*** Opening of THE DATA ***

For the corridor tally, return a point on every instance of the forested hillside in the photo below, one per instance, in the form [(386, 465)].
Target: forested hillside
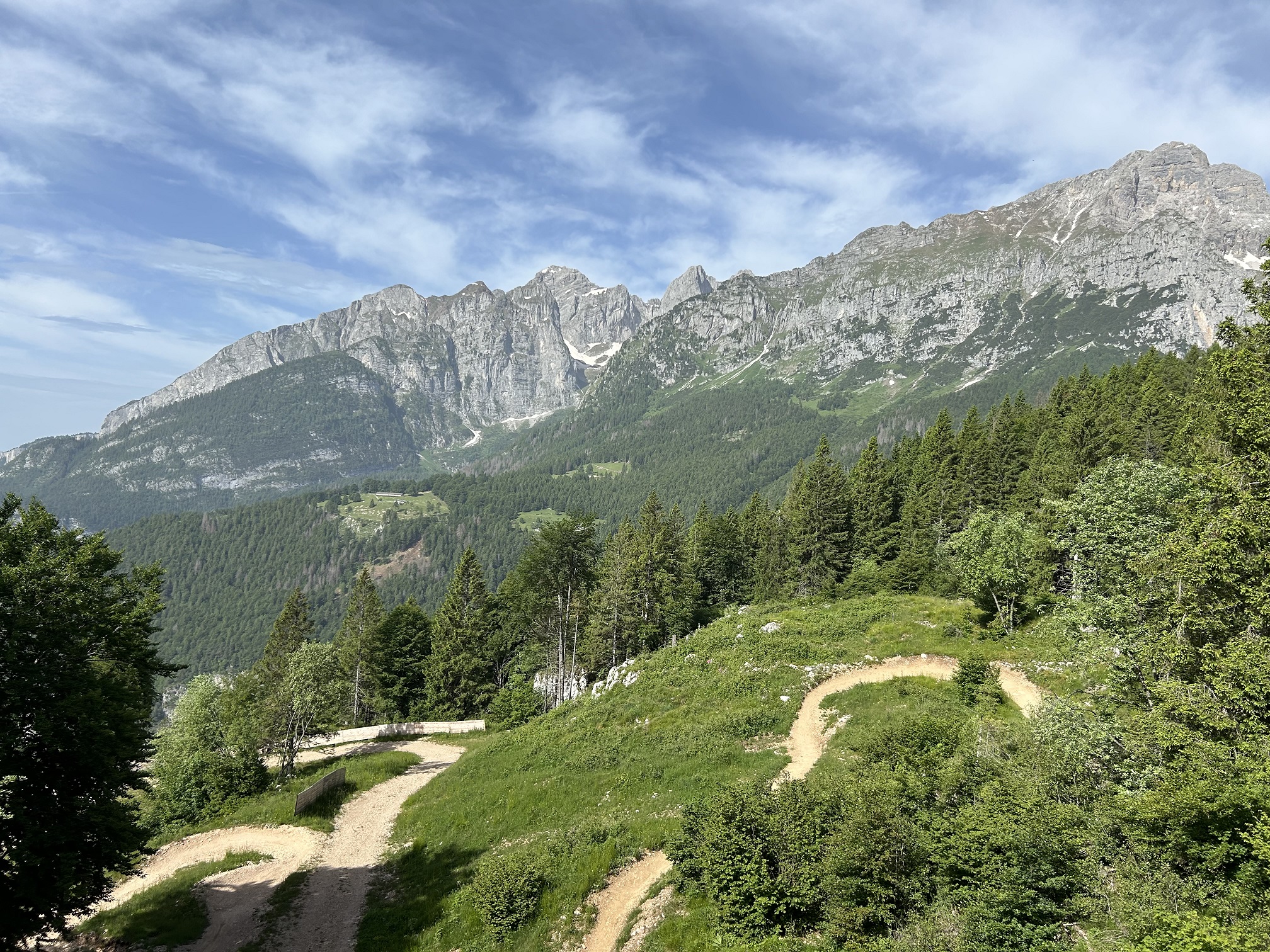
[(229, 572), (1112, 542)]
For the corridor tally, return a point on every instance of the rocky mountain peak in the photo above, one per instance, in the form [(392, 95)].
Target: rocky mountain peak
[(691, 283), (592, 319)]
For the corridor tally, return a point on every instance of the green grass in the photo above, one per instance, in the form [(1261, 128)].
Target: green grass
[(167, 913), (600, 470), (535, 518), (601, 778), (367, 514), (276, 807)]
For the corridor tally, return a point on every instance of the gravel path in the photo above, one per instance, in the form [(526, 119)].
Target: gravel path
[(232, 898), (808, 737), (331, 907), (622, 897)]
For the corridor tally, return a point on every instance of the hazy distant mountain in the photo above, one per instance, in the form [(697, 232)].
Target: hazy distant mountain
[(1150, 252), (1091, 269)]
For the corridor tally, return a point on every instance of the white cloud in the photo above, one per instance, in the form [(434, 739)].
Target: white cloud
[(61, 328), (12, 174), (1062, 87)]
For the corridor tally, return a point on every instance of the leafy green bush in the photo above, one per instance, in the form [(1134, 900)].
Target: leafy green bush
[(1192, 932), (506, 892), (977, 679), (756, 854), (513, 706), (205, 762)]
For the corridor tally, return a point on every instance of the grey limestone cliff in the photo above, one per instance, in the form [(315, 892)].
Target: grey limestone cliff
[(1150, 252)]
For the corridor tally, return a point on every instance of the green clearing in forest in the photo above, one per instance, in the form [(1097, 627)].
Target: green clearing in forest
[(598, 779), (372, 509), (535, 518), (167, 914), (600, 470)]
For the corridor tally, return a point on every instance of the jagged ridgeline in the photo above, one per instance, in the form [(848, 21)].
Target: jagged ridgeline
[(876, 338), (229, 572)]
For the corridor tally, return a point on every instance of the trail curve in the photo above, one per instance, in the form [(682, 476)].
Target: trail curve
[(808, 738), (335, 894), (621, 897)]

*** Close of THE DATA ***

*TASK DESCRIPTION*
Copy each line above exactly, with no images.

*SOLUTION TO THE PROBLEM*
For the corridor tally, return a point on every instance of the forested hillside in the photo below, one per instance, in the form [(386, 465)].
Target: forested hillside
[(229, 572), (1112, 542)]
For the corridor tally, return a point on every instance of the rocky mountain peak in the photo above, one per instance, in the form [(392, 95)].
Target: rocky mountain peak
[(691, 283), (592, 319)]
For the corridor tally, return a point on every instance of the green grass in the photo above, one per instance, in the form [(1261, 128)].
Target: green grass
[(167, 913), (600, 470), (535, 518), (601, 778), (367, 514), (276, 807)]
For the corridor tally, return a point on every instance of the gravel path in the photo above, one per instance, in the form [(526, 119)].
Target: gravel path
[(232, 898), (808, 737), (331, 907), (622, 897)]
For the corridor tally, return a point on every instance of the hazy distant mountain in the photo above, one per instance, in the form [(697, 232)].
Target: hazy distant mountain
[(1150, 252), (1091, 269)]
For the corridor tally, return a point on every instance of the white cloud in the photo above, one per instance, in the form [(434, 739)].
Target: white cloud
[(61, 328), (12, 174), (1062, 87)]
For the corridor tally, return a point on every instance of the leafy green bush in the photo above, one per instance, in the form [(1134, 900)].
Target: leafy green bush
[(1192, 932), (506, 892), (977, 679), (756, 854), (513, 706), (205, 762)]
For the corridor tally, return a point on every instance of the grey limestone cliff in the photo above, one per instance, in the form [(315, 892)].
Target: grey limestone cliff
[(1150, 252)]
For the corridor tally, return a point on every instance of the green clearing in forest in the photo above, one per instance, in the form [(1097, 627)].
Target: green clearing in forest
[(598, 779), (372, 509), (535, 518), (167, 914), (600, 470)]
For the corridor tally, return a point on every instance of the jagged ridgeline in the photo above, one per instance, in the form [(848, 21)].
Target: jagged ridgeline
[(876, 338), (229, 572)]
For the corridor tally, return a point on every instance of the trail curve in the photo above, one per instance, in the form [(682, 476)].
Target: trail curve
[(808, 738), (335, 894), (621, 897)]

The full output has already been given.